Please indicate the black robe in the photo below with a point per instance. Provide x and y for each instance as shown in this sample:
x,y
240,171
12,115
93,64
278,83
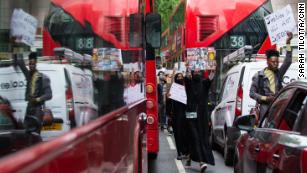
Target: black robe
x,y
198,128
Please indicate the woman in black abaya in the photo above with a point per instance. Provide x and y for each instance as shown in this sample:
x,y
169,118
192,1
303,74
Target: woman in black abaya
x,y
179,124
197,88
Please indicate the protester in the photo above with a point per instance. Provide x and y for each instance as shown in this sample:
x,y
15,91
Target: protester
x,y
197,89
38,88
267,82
162,100
179,123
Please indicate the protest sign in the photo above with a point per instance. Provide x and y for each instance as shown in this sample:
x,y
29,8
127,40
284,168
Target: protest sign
x,y
201,58
109,59
23,27
279,23
178,93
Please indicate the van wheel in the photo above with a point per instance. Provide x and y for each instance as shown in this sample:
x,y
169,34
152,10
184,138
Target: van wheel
x,y
152,156
228,154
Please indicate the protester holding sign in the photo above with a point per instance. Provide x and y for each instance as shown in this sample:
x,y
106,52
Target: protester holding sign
x,y
178,117
197,88
267,82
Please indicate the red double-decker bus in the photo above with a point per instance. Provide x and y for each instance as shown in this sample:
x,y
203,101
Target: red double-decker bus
x,y
107,26
222,24
126,130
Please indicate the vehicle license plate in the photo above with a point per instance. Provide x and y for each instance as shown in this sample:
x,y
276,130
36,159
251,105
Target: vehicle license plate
x,y
54,126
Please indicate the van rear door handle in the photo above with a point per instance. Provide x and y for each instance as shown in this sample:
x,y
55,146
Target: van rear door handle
x,y
257,149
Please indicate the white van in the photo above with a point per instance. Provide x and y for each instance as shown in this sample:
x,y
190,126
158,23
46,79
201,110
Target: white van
x,y
235,101
72,102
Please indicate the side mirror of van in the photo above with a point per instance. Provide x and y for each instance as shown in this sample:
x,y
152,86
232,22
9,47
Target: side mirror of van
x,y
32,124
245,122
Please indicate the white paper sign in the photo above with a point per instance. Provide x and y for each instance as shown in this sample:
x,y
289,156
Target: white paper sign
x,y
279,23
178,93
23,27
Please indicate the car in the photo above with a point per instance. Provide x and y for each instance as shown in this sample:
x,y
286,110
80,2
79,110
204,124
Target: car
x,y
279,143
234,101
12,136
72,102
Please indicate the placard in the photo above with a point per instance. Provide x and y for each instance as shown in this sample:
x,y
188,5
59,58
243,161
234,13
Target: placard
x,y
178,93
279,23
201,58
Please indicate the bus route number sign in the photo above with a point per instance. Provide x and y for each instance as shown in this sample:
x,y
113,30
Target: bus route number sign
x,y
237,41
84,43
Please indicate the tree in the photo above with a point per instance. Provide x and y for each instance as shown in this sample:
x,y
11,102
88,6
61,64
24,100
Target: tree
x,y
165,8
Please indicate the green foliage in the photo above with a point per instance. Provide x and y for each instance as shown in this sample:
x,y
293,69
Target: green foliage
x,y
165,8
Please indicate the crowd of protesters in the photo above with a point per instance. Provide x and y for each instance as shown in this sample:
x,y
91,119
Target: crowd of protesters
x,y
190,121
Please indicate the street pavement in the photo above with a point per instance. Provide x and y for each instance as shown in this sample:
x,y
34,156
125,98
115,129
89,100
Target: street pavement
x,y
166,161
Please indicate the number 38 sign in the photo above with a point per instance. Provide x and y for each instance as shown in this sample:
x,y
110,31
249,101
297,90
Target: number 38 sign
x,y
237,41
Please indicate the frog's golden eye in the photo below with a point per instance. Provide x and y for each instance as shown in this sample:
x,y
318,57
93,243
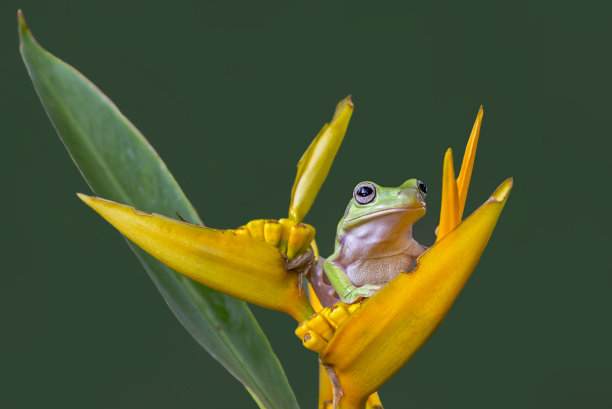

* * * * * * *

◆ **Exercise directions**: Extract every line in the entries above that contains the string "double".

◆ **Response to this exercise**:
Please indicate the red double-decker bus in the photo above with a point per instance. Provide x and y for each instance as shown in this sample:
Target: red double-decker bus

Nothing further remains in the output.